**TO DO**: Where a line in the material below has the string "target", please report it.

========================

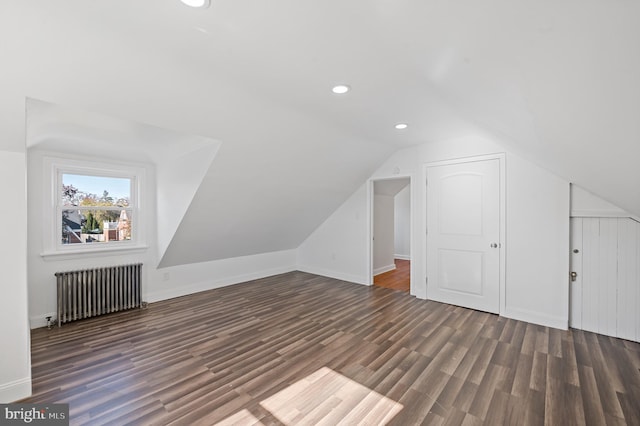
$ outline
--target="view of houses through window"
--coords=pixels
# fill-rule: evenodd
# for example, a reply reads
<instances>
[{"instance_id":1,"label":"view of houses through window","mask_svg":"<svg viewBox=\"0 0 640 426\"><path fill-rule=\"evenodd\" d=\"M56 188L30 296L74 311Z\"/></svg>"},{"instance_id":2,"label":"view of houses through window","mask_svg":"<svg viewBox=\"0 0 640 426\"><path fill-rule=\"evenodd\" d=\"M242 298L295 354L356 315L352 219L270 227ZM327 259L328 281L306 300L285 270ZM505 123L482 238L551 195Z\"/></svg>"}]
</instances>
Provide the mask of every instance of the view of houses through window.
<instances>
[{"instance_id":1,"label":"view of houses through window","mask_svg":"<svg viewBox=\"0 0 640 426\"><path fill-rule=\"evenodd\" d=\"M131 184L129 178L63 173L58 209L62 244L131 240Z\"/></svg>"}]
</instances>

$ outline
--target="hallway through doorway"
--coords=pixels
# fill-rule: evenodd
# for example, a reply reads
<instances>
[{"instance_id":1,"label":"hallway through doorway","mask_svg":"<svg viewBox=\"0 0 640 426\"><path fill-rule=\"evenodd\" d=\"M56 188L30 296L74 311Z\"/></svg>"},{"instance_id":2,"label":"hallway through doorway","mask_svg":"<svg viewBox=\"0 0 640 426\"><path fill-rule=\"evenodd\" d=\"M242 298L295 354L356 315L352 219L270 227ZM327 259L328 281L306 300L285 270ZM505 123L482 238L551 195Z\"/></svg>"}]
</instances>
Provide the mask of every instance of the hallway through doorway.
<instances>
[{"instance_id":1,"label":"hallway through doorway","mask_svg":"<svg viewBox=\"0 0 640 426\"><path fill-rule=\"evenodd\" d=\"M394 262L396 269L373 277L373 285L408 293L411 282L411 261L395 259Z\"/></svg>"}]
</instances>

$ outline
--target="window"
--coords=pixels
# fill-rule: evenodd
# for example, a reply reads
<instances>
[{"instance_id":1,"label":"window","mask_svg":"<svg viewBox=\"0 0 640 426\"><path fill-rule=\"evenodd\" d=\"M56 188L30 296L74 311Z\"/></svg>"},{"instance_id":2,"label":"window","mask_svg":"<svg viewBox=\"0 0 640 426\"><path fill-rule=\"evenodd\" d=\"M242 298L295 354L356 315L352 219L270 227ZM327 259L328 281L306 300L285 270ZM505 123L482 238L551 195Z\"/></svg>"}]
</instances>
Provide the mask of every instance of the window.
<instances>
[{"instance_id":1,"label":"window","mask_svg":"<svg viewBox=\"0 0 640 426\"><path fill-rule=\"evenodd\" d=\"M131 241L133 179L61 173L60 243Z\"/></svg>"},{"instance_id":2,"label":"window","mask_svg":"<svg viewBox=\"0 0 640 426\"><path fill-rule=\"evenodd\" d=\"M51 232L44 255L142 248L143 169L47 158ZM46 173L46 172L45 172ZM49 173L47 173L49 174Z\"/></svg>"}]
</instances>

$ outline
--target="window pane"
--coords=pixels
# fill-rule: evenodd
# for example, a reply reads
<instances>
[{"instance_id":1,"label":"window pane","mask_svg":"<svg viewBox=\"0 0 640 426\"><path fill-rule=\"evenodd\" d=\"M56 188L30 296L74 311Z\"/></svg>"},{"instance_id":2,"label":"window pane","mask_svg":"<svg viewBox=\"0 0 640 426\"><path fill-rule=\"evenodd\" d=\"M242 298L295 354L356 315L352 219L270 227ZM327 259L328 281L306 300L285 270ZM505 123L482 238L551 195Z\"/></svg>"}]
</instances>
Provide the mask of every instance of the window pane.
<instances>
[{"instance_id":1,"label":"window pane","mask_svg":"<svg viewBox=\"0 0 640 426\"><path fill-rule=\"evenodd\" d=\"M131 179L65 173L61 198L63 206L128 207Z\"/></svg>"},{"instance_id":2,"label":"window pane","mask_svg":"<svg viewBox=\"0 0 640 426\"><path fill-rule=\"evenodd\" d=\"M62 244L127 241L131 235L130 209L62 210Z\"/></svg>"}]
</instances>

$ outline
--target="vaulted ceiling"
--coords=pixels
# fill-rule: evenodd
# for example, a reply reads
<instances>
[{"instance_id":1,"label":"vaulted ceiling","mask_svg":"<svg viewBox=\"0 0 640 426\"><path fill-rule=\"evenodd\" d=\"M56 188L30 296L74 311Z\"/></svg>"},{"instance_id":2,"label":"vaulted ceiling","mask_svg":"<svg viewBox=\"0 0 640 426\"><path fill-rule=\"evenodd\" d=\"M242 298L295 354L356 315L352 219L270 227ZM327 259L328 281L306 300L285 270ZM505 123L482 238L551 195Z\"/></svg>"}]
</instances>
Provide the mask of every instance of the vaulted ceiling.
<instances>
[{"instance_id":1,"label":"vaulted ceiling","mask_svg":"<svg viewBox=\"0 0 640 426\"><path fill-rule=\"evenodd\" d=\"M167 265L297 247L393 151L474 134L640 215L639 18L630 0L3 1L0 144L23 149L25 97L220 141Z\"/></svg>"}]
</instances>

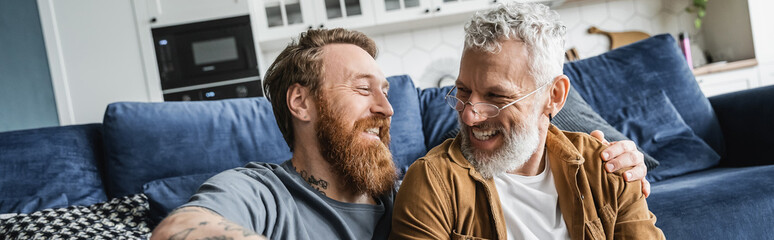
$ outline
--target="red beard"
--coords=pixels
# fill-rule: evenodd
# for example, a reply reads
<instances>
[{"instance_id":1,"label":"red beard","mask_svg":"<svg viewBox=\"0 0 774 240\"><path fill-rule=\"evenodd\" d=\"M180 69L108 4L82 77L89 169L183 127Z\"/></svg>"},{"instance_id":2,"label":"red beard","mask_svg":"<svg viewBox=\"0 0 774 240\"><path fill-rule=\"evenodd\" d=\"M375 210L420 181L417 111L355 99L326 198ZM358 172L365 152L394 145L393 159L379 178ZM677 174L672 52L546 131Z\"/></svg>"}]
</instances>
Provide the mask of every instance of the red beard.
<instances>
[{"instance_id":1,"label":"red beard","mask_svg":"<svg viewBox=\"0 0 774 240\"><path fill-rule=\"evenodd\" d=\"M345 122L328 107L323 94L318 96L317 140L320 151L345 187L357 193L377 197L391 191L398 174L390 153L390 119L369 117L357 120L347 131ZM362 140L368 128L379 128L381 141Z\"/></svg>"}]
</instances>

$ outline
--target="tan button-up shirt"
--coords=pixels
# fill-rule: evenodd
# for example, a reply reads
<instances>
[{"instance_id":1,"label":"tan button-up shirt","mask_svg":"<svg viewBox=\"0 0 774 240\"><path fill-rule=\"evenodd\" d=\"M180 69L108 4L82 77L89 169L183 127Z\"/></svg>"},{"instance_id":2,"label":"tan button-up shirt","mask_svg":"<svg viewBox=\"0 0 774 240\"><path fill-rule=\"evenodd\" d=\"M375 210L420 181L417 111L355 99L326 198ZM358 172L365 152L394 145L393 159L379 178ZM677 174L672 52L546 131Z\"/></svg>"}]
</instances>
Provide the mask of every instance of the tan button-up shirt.
<instances>
[{"instance_id":1,"label":"tan button-up shirt","mask_svg":"<svg viewBox=\"0 0 774 240\"><path fill-rule=\"evenodd\" d=\"M546 153L559 208L572 239L664 239L640 181L607 173L606 146L584 133L551 125ZM447 140L411 165L395 199L391 239L506 239L500 198Z\"/></svg>"}]
</instances>

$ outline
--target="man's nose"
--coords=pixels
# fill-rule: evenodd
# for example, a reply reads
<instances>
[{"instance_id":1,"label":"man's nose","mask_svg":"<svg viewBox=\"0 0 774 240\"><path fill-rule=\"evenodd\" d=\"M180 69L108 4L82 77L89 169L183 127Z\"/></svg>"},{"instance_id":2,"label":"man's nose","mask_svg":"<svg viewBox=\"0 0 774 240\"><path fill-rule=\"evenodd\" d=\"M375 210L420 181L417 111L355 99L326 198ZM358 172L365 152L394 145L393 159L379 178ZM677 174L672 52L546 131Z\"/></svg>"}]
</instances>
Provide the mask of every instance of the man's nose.
<instances>
[{"instance_id":1,"label":"man's nose","mask_svg":"<svg viewBox=\"0 0 774 240\"><path fill-rule=\"evenodd\" d=\"M371 112L383 115L385 117L392 117L394 113L390 101L387 100L387 95L381 91L375 91L376 102L371 106Z\"/></svg>"},{"instance_id":2,"label":"man's nose","mask_svg":"<svg viewBox=\"0 0 774 240\"><path fill-rule=\"evenodd\" d=\"M478 114L473 110L473 104L465 103L464 106L462 111L459 112L462 123L468 126L476 126L479 123L486 121L486 117L481 116L481 114Z\"/></svg>"}]
</instances>

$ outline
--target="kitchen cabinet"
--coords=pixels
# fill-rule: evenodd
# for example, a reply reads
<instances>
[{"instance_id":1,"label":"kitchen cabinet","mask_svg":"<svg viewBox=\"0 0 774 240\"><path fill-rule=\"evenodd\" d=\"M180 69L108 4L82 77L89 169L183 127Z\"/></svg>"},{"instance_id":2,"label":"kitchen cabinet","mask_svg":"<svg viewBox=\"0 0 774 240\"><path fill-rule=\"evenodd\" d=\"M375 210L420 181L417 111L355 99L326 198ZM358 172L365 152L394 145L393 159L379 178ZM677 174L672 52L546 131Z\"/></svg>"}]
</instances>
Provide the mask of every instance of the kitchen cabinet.
<instances>
[{"instance_id":1,"label":"kitchen cabinet","mask_svg":"<svg viewBox=\"0 0 774 240\"><path fill-rule=\"evenodd\" d=\"M774 63L762 64L758 70L760 71L761 86L774 85Z\"/></svg>"},{"instance_id":2,"label":"kitchen cabinet","mask_svg":"<svg viewBox=\"0 0 774 240\"><path fill-rule=\"evenodd\" d=\"M502 1L502 0L500 0ZM253 0L257 39L266 49L283 47L313 28L348 28L381 34L463 22L498 0ZM564 0L521 0L558 6Z\"/></svg>"},{"instance_id":3,"label":"kitchen cabinet","mask_svg":"<svg viewBox=\"0 0 774 240\"><path fill-rule=\"evenodd\" d=\"M696 76L699 88L707 97L758 87L758 67Z\"/></svg>"},{"instance_id":4,"label":"kitchen cabinet","mask_svg":"<svg viewBox=\"0 0 774 240\"><path fill-rule=\"evenodd\" d=\"M774 84L774 1L748 0L755 58L758 60L761 86Z\"/></svg>"},{"instance_id":5,"label":"kitchen cabinet","mask_svg":"<svg viewBox=\"0 0 774 240\"><path fill-rule=\"evenodd\" d=\"M368 0L254 0L258 41L290 39L314 28L357 28L374 24Z\"/></svg>"},{"instance_id":6,"label":"kitchen cabinet","mask_svg":"<svg viewBox=\"0 0 774 240\"><path fill-rule=\"evenodd\" d=\"M38 6L60 125L102 122L113 102L161 100L159 82L145 78L147 52L139 48L132 2L38 0Z\"/></svg>"},{"instance_id":7,"label":"kitchen cabinet","mask_svg":"<svg viewBox=\"0 0 774 240\"><path fill-rule=\"evenodd\" d=\"M142 0L152 28L250 14L248 0Z\"/></svg>"},{"instance_id":8,"label":"kitchen cabinet","mask_svg":"<svg viewBox=\"0 0 774 240\"><path fill-rule=\"evenodd\" d=\"M376 0L374 17L377 24L389 24L472 13L496 2L495 0Z\"/></svg>"}]
</instances>

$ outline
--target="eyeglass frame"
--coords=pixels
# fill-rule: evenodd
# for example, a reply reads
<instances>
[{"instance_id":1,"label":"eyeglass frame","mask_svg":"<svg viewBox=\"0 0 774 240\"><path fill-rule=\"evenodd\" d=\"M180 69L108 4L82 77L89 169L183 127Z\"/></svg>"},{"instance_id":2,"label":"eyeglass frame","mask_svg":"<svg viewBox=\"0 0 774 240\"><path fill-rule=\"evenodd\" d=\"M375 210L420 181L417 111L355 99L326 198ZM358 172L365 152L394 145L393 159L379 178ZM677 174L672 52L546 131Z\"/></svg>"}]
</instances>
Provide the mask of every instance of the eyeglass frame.
<instances>
[{"instance_id":1,"label":"eyeglass frame","mask_svg":"<svg viewBox=\"0 0 774 240\"><path fill-rule=\"evenodd\" d=\"M551 82L553 82L553 81L551 81ZM494 104L491 104L491 103L488 103L488 102L477 102L477 103L472 103L472 102L470 102L470 101L464 102L464 101L462 101L462 99L459 99L458 97L456 97L456 96L452 96L452 95L451 95L451 93L454 91L454 89L456 89L456 88L457 88L457 85L455 85L454 87L452 87L452 89L451 89L451 90L449 90L449 92L448 92L448 93L446 93L446 96L444 96L444 97L443 97L443 100L446 102L446 105L447 105L447 106L449 106L450 108L454 109L454 110L455 110L455 111L457 111L457 112L462 112L462 111L464 111L464 110L465 110L465 107L467 107L467 105L468 105L468 104L470 104L470 106L472 106L472 107L473 107L471 110L473 110L473 113L475 113L476 115L478 115L478 116L482 116L482 117L485 117L485 118L493 118L493 117L497 117L497 116L499 116L499 115L500 115L500 112L501 112L503 109L505 109L505 108L507 108L507 107L510 107L511 105L513 105L513 104L516 104L517 102L519 102L519 101L521 101L521 100L524 100L525 98L527 98L527 97L529 97L529 96L532 96L532 94L535 94L536 92L538 92L540 89L542 89L543 87L547 86L547 85L548 85L549 83L551 83L551 82L547 82L547 83L543 84L542 86L540 86L540 87L536 88L535 90L533 90L532 92L528 93L527 95L524 95L524 96L520 97L519 99L516 99L516 100L514 100L513 102L506 104L506 105L505 105L505 106L503 106L503 107L498 107L497 105L494 105ZM447 100L449 97L452 97L452 98L456 99L456 100L457 100L457 103L460 103L460 102L461 102L461 103L462 103L462 109L460 109L460 110L457 110L457 108L456 108L456 107L453 107L453 106L449 105L449 101ZM481 114L481 113L479 113L478 111L476 111L476 105L479 105L479 106L486 106L486 105L493 106L493 107L495 107L495 109L497 109L497 113L496 113L496 114L494 114L494 115L492 115L492 116L484 116L483 114Z\"/></svg>"}]
</instances>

========================

**ANSWER BOX**:
--target="view of houses through window"
--target="hallway through doorway"
--target="window"
--target="window pane"
--target="vaulted ceiling"
--target="red beard"
--target="tan button-up shirt"
--target="man's nose"
--target="kitchen cabinet"
--target="eyeglass frame"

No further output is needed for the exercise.